ELENCO DATI:
_ _ _
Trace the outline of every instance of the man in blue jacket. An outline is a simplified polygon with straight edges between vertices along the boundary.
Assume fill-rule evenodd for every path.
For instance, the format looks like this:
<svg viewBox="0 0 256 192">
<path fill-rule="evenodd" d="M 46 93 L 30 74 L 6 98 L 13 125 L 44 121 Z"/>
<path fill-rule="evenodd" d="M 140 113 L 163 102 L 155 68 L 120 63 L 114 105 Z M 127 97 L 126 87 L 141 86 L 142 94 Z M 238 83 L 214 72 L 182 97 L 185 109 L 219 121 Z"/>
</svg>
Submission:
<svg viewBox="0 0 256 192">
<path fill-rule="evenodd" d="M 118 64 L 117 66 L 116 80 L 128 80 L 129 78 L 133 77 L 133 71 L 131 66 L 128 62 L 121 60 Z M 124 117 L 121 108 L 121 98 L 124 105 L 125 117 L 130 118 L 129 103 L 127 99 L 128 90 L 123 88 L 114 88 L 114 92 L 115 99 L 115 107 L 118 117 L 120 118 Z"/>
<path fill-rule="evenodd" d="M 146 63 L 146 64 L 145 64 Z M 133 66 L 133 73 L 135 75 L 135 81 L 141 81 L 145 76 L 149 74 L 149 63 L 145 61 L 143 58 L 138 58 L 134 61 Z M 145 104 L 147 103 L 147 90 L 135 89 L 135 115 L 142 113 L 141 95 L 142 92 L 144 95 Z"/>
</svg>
_ _ _
COSA FARAI: Aggiorna i record qui sopra sostituendo "man in blue jacket" con "man in black jacket" e lasciando invariato tutto il resto.

RISPOSTA:
Trace the outline of every instance of the man in black jacket. An outline is a simplified polygon with straight edges between vertices along the boundary.
Assume fill-rule evenodd for every path.
For instance, the format looks like this:
<svg viewBox="0 0 256 192">
<path fill-rule="evenodd" d="M 46 93 L 30 74 L 6 98 L 13 125 L 44 121 Z"/>
<path fill-rule="evenodd" d="M 140 113 L 163 102 L 155 68 L 120 63 L 114 105 Z M 127 97 L 126 87 L 141 86 L 142 94 Z M 238 83 L 214 72 L 182 97 L 185 109 L 219 121 Z"/>
</svg>
Submission:
<svg viewBox="0 0 256 192">
<path fill-rule="evenodd" d="M 118 64 L 117 66 L 116 80 L 128 80 L 129 78 L 133 77 L 133 71 L 131 66 L 128 62 L 121 60 Z M 124 117 L 121 108 L 121 98 L 124 105 L 125 117 L 130 118 L 129 103 L 127 99 L 128 90 L 123 88 L 114 88 L 114 92 L 115 99 L 115 107 L 118 117 L 120 118 Z"/>
<path fill-rule="evenodd" d="M 146 63 L 146 64 L 145 64 Z M 133 66 L 133 73 L 135 75 L 135 81 L 141 81 L 145 76 L 149 74 L 149 63 L 145 61 L 143 58 L 138 58 L 134 61 Z M 145 104 L 147 103 L 147 90 L 135 89 L 135 115 L 142 113 L 141 95 L 142 92 L 144 95 Z"/>
</svg>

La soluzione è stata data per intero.